EXCERPT TO READ:
Pursuant to the terms of the Purchase Agreement, the ability of the Company to declare or pay dividends or distributions on, or purchase, redeem or otherwise acquire for consideration, shares of its Junior Stock (as defined below) and Parity Stock (as defined below) will be subject to restrictions, including a restriction against increasing dividends from the last quarterly cash dividend per share $0.185 declared on the Common Stock prior to November 21, 2008. The redemption, purchase or other acquisition of trust preferred securities of the Company or its affiliates also will be restricted. These restrictions will terminate on the earlier of (a) the third anniversary of the date of issuance of the Series A Preferred Stock, (b) the date on which the Series A Preferred Stock has been redeemed in whole; and (c) the date Treasury has transferred all of the Series A Preferred Stock to third parties. In addition, the ability of the Company to declare or pay dividends or distributions on, or repurchase, redeem or otherwise acquire for consideration, shares of its Junior Stock and Parity Stock will be subject to restrictions in the event that the Company fails to declare and pay full dividends (or declare and set aside a sum sufficient for payment thereof) on its Series A Preferred Stock. “Junior Stock” means the Common Stock and any other class or series of stock of the Company the terms of which expressly provide that it ranks junior to the Series A Preferred Stock as to dividend rights and/or rights on liquidation, dissolution or winding up of the Company. “Parity Stock” means any class or series of stock of the Company the terms of which do not expressly provide that such class or series will rank senior or junior to the Series A Preferred Stock as to dividend rights and/or rights on liquidation, dissolution or winding up of the Company (in each case without regard to whether dividends accrue cumulatively or non-cumulatively).

The Company placed all of the TARP proceeds received in the Bank, which used it to finance, in part, to purchase $40.6 million of residential mortgage backed securities. These securities provide liquidity as needed to meet current and future loan demand.

During 2008 and 2009, market and economic conditions in our industry and in California have declined resulting in increased delinquencies and foreclosures. A number of federal legislative and regulatory initiatives have been enacted to address these conditions. See “Asset Quality” and “How we are Regulated” in Item 1, “Risk Factors” in Item 1A and Management’s Discussion and Analysis in Item 7.

GIVEN ENTRIES:
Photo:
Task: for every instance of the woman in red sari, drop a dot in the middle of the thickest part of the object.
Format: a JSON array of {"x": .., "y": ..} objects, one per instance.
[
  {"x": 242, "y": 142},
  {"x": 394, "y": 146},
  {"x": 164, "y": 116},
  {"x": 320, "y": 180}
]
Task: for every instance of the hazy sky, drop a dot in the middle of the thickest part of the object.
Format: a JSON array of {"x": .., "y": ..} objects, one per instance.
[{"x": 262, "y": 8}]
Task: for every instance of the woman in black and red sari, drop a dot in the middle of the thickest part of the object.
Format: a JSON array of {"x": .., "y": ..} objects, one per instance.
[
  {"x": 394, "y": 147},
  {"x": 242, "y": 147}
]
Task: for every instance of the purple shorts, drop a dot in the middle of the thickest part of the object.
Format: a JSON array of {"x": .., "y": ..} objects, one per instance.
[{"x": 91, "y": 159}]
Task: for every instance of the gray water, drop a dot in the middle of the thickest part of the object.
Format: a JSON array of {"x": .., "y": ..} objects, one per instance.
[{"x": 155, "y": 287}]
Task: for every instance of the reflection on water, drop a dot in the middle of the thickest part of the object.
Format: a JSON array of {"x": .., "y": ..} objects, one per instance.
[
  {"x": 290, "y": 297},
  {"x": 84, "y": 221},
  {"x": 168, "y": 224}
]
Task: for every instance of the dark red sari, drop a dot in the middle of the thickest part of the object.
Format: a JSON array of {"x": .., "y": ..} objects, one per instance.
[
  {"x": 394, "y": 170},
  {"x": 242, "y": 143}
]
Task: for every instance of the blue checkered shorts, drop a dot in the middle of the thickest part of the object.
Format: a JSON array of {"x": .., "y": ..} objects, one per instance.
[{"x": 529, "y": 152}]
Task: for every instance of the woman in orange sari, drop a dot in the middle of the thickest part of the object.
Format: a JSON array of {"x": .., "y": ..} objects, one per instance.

THINGS TO DO:
a: Answer from the excerpt on dividend restrictions, one answer per line:
(i) What per-share amount was the last quarterly cash dividend declared on the Common Stock before November 21, 2008?
(ii) What dollar amount of residential mortgage backed securities did the Bank purchase?
(iii) In which years did market and economic conditions in the industry and in California decline?
b: Please set down, word for word, the part of the excerpt on dividend restrictions that opens with the words containing "During 2008 and" and closes with "Analysis in Item 7.".

EXPECTED RESPONSES:
a:
(i) $0.185
(ii) $40.6 million
(iii) 2008 and 2009

b:
During 2008 and 2009, market and economic conditions in our industry and in California have declined resulting in increased delinquencies and foreclosures. A number of federal legislative and regulatory initiatives have been enacted to address these conditions. See “Asset Quality” and “How we are Regulated” in Item 1, “Risk Factors” in Item 1A and Management’s Discussion and Analysis in Item 7.